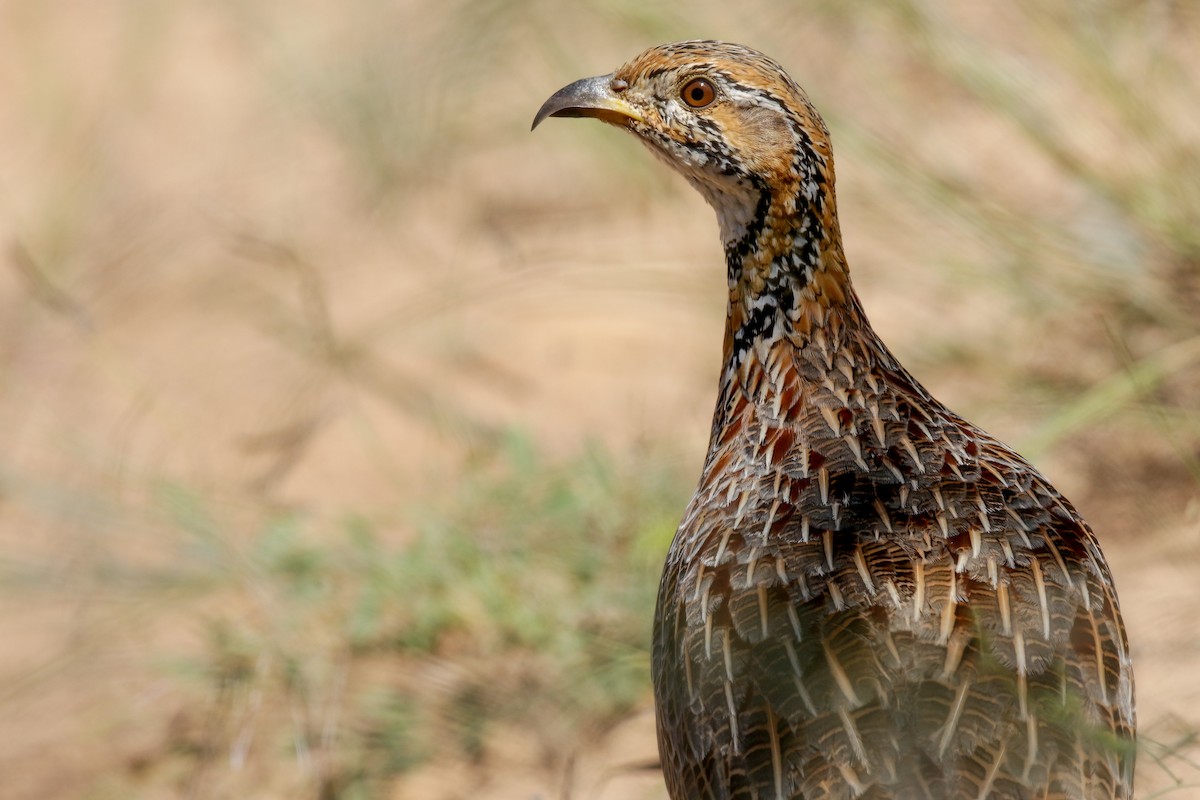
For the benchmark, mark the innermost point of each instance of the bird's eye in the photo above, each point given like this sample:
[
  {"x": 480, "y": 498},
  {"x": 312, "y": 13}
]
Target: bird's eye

Task goal.
Count the lines of the data above that contain the string "bird". Reply with the number alone.

Solved exercise.
2